Reproduce the listing below verbatim, from the line containing "Mark one point on every instance of the person" through the end of the listing, and nothing else.
Start DATA LINES
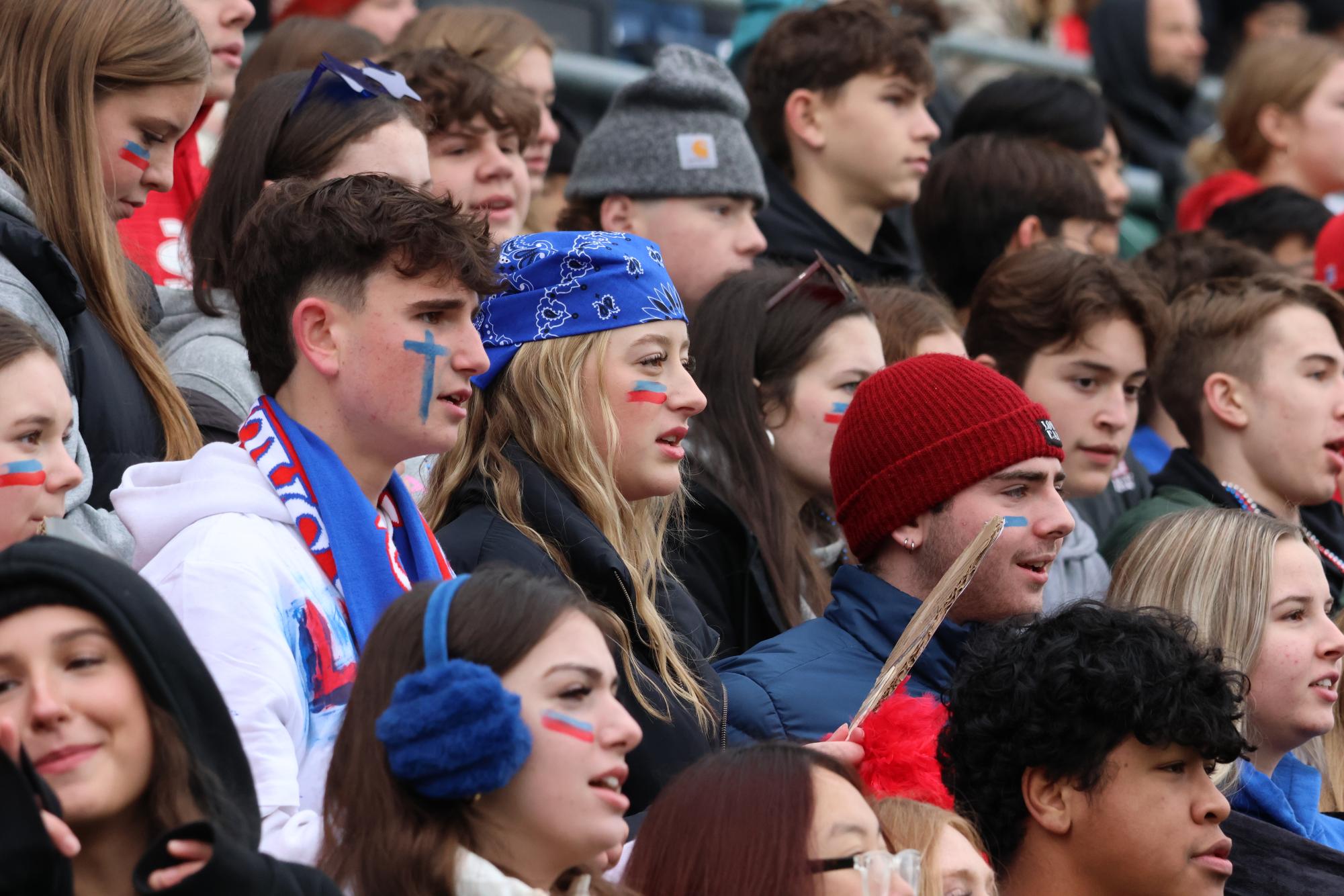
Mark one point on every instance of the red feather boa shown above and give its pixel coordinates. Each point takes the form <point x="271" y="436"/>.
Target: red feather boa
<point x="901" y="749"/>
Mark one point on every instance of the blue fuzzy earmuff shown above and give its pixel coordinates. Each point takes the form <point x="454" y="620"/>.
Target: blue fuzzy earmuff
<point x="452" y="731"/>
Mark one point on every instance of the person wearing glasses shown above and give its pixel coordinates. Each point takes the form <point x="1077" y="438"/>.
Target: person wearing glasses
<point x="766" y="820"/>
<point x="1083" y="746"/>
<point x="780" y="354"/>
<point x="928" y="452"/>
End DATA LINES
• _THE REPLY_:
Mark one point on every instance of the person wearing glasses shown above and give its pixel coordinates. Each point takes the form <point x="1077" y="438"/>.
Target: person wearing glasses
<point x="766" y="820"/>
<point x="1083" y="746"/>
<point x="780" y="354"/>
<point x="928" y="452"/>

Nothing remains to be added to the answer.